SHORT TASK -
Starting with the line containing "Detect each rusty" and going on through the line containing "[206, 272, 267, 314]", both included, reproduce only those lines of the material, scaling every bounding-box coordinate in the answers by 0.95 and rounding to whole numbers with halves going up. Leave the requests and their format samples as they are.

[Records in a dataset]
◆ ◆ ◆
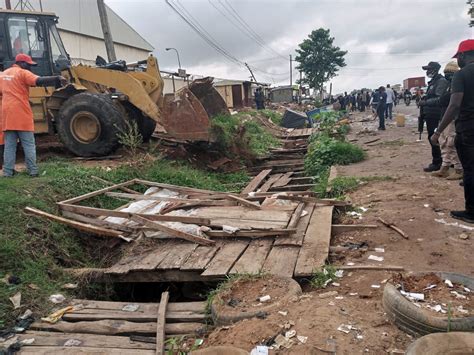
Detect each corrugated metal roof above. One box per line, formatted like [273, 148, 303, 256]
[30, 0, 154, 52]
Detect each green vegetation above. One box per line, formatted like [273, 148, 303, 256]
[258, 110, 283, 126]
[0, 156, 249, 327]
[304, 133, 365, 176]
[211, 112, 278, 159]
[309, 265, 337, 288]
[206, 271, 267, 314]
[118, 120, 143, 155]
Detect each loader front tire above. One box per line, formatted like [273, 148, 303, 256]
[57, 93, 125, 157]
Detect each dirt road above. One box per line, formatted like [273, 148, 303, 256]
[209, 104, 474, 354]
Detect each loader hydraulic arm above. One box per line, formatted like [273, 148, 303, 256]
[71, 55, 166, 132]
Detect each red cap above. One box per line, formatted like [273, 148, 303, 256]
[15, 53, 36, 65]
[453, 39, 474, 58]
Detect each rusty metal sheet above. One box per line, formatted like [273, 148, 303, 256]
[189, 77, 229, 117]
[162, 88, 210, 141]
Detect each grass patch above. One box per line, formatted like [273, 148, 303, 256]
[211, 112, 279, 159]
[258, 109, 283, 126]
[304, 133, 366, 176]
[309, 265, 337, 288]
[0, 159, 249, 328]
[206, 272, 267, 314]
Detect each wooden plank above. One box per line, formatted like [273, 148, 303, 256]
[106, 240, 176, 274]
[18, 345, 155, 355]
[91, 175, 141, 195]
[18, 331, 155, 351]
[58, 179, 136, 204]
[295, 206, 334, 276]
[229, 239, 273, 274]
[240, 169, 272, 195]
[180, 243, 220, 270]
[272, 171, 293, 188]
[227, 195, 262, 210]
[62, 211, 136, 233]
[332, 224, 378, 234]
[135, 179, 218, 195]
[25, 207, 124, 238]
[326, 165, 337, 192]
[288, 203, 305, 229]
[257, 174, 283, 192]
[156, 292, 169, 355]
[132, 215, 215, 245]
[274, 203, 315, 245]
[59, 204, 211, 225]
[72, 298, 206, 313]
[62, 307, 206, 323]
[205, 229, 296, 238]
[270, 184, 317, 191]
[31, 320, 205, 336]
[201, 240, 248, 276]
[105, 192, 232, 206]
[157, 243, 197, 270]
[277, 195, 351, 207]
[262, 246, 299, 277]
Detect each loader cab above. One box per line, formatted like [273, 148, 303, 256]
[0, 10, 70, 76]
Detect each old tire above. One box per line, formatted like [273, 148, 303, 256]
[57, 93, 124, 157]
[406, 332, 474, 355]
[211, 276, 302, 326]
[382, 272, 474, 336]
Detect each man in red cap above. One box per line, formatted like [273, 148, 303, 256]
[431, 39, 474, 223]
[1, 54, 67, 177]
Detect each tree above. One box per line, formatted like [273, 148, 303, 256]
[295, 28, 347, 93]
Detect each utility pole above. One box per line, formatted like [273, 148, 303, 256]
[244, 63, 257, 82]
[290, 54, 293, 86]
[97, 0, 117, 62]
[467, 0, 474, 27]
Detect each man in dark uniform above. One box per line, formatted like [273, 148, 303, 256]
[420, 62, 448, 172]
[431, 39, 474, 223]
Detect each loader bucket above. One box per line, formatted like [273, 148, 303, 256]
[162, 78, 229, 141]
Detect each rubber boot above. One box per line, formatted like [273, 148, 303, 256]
[431, 165, 449, 177]
[446, 169, 464, 180]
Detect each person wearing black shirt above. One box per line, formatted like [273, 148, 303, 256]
[431, 39, 474, 223]
[376, 86, 387, 131]
[420, 62, 448, 172]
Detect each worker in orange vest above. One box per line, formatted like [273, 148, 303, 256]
[1, 54, 67, 177]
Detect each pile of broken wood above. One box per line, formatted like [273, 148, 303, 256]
[25, 177, 347, 245]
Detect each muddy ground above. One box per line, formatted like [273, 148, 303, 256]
[207, 105, 474, 354]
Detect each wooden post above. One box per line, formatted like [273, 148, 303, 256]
[156, 292, 169, 355]
[97, 0, 117, 62]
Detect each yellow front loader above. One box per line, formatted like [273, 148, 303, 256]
[0, 10, 228, 156]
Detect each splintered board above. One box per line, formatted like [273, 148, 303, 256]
[294, 206, 334, 277]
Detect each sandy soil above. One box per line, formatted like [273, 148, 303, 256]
[206, 105, 474, 354]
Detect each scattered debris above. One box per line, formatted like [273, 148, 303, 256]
[435, 218, 474, 231]
[9, 292, 21, 309]
[258, 295, 271, 302]
[367, 255, 384, 261]
[377, 217, 408, 239]
[49, 294, 66, 304]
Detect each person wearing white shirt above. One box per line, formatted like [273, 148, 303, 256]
[385, 84, 395, 119]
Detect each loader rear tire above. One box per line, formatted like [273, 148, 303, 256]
[57, 93, 125, 157]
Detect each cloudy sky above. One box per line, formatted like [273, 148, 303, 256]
[106, 0, 472, 93]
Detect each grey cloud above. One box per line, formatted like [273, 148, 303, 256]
[106, 0, 470, 91]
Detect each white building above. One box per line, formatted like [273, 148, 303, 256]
[26, 0, 154, 64]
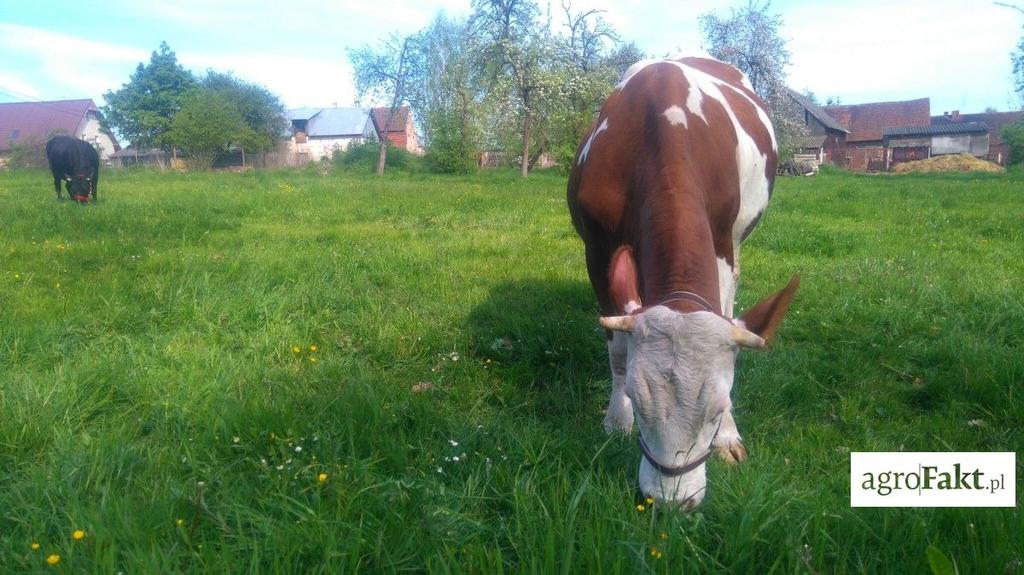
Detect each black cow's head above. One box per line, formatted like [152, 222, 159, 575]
[65, 174, 92, 202]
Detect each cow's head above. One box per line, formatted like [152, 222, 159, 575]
[601, 276, 800, 508]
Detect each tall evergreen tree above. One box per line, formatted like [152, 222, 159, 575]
[102, 42, 198, 148]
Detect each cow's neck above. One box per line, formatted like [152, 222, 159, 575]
[639, 194, 722, 314]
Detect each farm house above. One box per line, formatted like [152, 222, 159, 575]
[288, 107, 377, 164]
[0, 99, 121, 163]
[882, 122, 989, 170]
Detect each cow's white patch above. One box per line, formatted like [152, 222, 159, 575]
[671, 62, 776, 246]
[615, 59, 662, 90]
[664, 104, 686, 128]
[577, 118, 608, 166]
[717, 258, 736, 317]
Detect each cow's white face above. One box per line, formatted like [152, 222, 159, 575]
[610, 306, 763, 508]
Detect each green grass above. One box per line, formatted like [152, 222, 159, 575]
[0, 163, 1024, 573]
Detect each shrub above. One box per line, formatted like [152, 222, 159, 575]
[1002, 121, 1024, 166]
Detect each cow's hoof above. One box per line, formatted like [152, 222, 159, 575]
[715, 438, 746, 466]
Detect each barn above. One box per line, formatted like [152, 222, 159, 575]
[822, 98, 932, 172]
[882, 122, 989, 170]
[0, 99, 121, 163]
[785, 88, 850, 166]
[374, 106, 423, 154]
[932, 109, 1024, 166]
[288, 107, 377, 164]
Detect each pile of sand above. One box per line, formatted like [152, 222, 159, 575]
[892, 153, 1004, 174]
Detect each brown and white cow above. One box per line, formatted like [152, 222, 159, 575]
[568, 57, 799, 508]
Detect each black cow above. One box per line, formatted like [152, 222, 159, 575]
[46, 136, 99, 202]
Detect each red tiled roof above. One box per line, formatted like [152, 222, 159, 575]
[374, 106, 409, 133]
[932, 112, 1024, 146]
[824, 98, 931, 142]
[0, 99, 99, 151]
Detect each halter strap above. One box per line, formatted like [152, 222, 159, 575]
[637, 434, 712, 477]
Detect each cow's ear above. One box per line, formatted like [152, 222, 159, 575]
[608, 246, 641, 313]
[739, 275, 800, 347]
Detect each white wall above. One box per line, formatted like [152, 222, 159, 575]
[288, 136, 365, 161]
[76, 112, 115, 160]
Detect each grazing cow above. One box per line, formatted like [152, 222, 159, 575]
[567, 57, 799, 508]
[46, 136, 99, 202]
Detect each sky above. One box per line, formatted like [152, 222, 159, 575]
[0, 0, 1024, 115]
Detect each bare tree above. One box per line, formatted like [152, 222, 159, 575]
[470, 0, 558, 178]
[348, 34, 420, 176]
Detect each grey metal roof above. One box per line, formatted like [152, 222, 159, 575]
[785, 88, 850, 134]
[306, 107, 373, 137]
[288, 107, 323, 120]
[797, 134, 825, 148]
[882, 122, 988, 138]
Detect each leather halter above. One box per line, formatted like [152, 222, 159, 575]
[637, 432, 718, 477]
[637, 403, 722, 477]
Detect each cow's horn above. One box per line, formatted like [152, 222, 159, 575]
[601, 315, 637, 331]
[732, 325, 765, 349]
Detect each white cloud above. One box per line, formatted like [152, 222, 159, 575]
[0, 72, 42, 100]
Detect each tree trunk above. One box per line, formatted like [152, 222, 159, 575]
[377, 139, 390, 176]
[519, 114, 529, 178]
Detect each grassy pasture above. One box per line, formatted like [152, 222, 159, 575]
[0, 164, 1024, 573]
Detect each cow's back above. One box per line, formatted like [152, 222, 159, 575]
[568, 58, 776, 313]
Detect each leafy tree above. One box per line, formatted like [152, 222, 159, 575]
[166, 90, 254, 170]
[411, 15, 484, 173]
[1001, 121, 1024, 166]
[551, 3, 644, 167]
[697, 0, 807, 157]
[102, 42, 197, 147]
[470, 0, 563, 177]
[200, 70, 288, 152]
[348, 34, 420, 171]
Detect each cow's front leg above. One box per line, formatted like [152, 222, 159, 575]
[604, 331, 633, 433]
[715, 407, 746, 466]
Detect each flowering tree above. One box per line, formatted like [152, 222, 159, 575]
[470, 0, 562, 177]
[411, 15, 484, 173]
[698, 0, 807, 156]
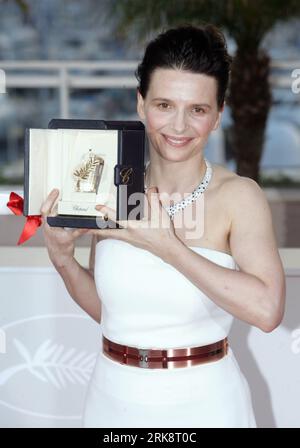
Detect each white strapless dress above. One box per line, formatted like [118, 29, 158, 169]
[83, 238, 256, 428]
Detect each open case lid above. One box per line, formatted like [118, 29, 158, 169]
[23, 119, 145, 228]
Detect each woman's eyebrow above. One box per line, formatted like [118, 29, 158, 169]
[152, 97, 211, 109]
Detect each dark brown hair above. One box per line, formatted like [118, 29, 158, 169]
[135, 24, 232, 108]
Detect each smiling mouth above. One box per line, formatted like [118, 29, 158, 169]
[162, 134, 192, 148]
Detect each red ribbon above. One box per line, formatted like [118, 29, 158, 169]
[6, 191, 43, 244]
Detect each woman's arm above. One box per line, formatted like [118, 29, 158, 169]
[165, 176, 285, 332]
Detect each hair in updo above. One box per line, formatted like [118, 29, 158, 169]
[135, 24, 232, 108]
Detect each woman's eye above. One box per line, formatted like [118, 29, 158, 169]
[194, 107, 205, 114]
[158, 103, 169, 109]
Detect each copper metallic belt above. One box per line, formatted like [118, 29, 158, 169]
[102, 335, 228, 369]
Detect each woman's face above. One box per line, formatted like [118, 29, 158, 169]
[137, 68, 222, 161]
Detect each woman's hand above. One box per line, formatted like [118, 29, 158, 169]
[88, 187, 182, 259]
[40, 189, 89, 267]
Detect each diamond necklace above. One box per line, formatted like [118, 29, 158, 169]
[144, 157, 212, 220]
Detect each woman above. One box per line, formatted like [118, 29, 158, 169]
[42, 25, 285, 427]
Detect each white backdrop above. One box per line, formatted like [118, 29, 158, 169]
[0, 267, 300, 427]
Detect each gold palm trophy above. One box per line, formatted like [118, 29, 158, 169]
[73, 149, 104, 194]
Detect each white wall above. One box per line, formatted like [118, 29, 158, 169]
[0, 248, 300, 427]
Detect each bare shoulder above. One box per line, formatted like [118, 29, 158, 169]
[214, 164, 267, 210]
◆ ◆ ◆
FINAL ANSWER -
Detect each rusty metal sheet above. One box per line, formatted like [273, 148, 303, 256]
[180, 73, 218, 111]
[154, 84, 200, 134]
Detect each grass patch above. One box per line, formatted like [273, 148, 303, 256]
[200, 106, 265, 151]
[245, 104, 269, 120]
[289, 126, 348, 167]
[294, 252, 320, 274]
[0, 151, 237, 312]
[196, 258, 254, 298]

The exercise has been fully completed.